Copy every line from the one containing "of the rocky" through the last of the items, with the requests included. Scale each coordinate in the answers by 0.45 and round it to a whole number, rounding halves up.

▶ **Task material**
**********

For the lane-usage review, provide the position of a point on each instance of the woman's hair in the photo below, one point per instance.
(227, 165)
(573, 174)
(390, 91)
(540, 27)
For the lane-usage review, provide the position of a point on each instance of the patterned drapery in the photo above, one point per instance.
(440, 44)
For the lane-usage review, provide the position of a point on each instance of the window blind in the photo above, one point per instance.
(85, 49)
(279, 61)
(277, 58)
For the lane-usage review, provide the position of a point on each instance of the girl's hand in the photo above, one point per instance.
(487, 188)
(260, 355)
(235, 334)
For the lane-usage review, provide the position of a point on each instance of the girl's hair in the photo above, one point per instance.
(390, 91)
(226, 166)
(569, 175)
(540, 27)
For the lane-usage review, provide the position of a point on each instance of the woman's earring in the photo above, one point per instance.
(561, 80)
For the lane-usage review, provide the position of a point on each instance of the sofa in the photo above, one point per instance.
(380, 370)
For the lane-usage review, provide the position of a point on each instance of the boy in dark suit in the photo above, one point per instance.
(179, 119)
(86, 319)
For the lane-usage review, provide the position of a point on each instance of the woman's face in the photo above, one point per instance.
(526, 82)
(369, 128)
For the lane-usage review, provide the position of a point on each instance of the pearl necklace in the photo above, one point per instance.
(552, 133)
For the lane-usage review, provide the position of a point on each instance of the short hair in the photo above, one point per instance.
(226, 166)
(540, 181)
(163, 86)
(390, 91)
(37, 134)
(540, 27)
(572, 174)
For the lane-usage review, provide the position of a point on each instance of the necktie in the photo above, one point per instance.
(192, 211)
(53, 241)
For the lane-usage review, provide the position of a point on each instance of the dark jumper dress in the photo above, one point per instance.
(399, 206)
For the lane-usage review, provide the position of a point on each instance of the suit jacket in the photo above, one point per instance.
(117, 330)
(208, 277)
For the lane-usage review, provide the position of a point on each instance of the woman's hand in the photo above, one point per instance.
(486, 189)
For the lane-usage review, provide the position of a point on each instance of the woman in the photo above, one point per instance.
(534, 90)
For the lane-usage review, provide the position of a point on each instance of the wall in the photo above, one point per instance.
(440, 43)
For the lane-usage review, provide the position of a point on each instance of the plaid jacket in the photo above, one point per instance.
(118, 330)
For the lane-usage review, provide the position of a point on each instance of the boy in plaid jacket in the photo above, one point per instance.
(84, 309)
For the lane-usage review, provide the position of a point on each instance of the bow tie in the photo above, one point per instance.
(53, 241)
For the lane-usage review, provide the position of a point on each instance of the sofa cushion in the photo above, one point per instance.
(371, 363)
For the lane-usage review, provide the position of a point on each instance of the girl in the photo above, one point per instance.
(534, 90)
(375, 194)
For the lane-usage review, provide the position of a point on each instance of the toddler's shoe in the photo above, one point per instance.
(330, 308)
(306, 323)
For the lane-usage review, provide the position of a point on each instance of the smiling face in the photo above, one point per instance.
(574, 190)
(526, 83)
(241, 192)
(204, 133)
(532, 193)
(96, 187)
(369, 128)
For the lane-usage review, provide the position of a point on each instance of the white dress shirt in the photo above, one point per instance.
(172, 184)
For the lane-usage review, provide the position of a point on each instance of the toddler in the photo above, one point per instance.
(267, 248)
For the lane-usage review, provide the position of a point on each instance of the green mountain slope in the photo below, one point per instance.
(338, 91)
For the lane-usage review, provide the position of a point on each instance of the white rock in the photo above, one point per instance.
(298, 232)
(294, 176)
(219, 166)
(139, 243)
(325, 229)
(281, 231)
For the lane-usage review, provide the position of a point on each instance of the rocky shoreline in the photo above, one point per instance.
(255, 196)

**********

▶ **Answer to this exercise**
For the lane-usage review, provide the position of a point on each instance of the rocky shoreline in the photo above, one point per instance.
(115, 88)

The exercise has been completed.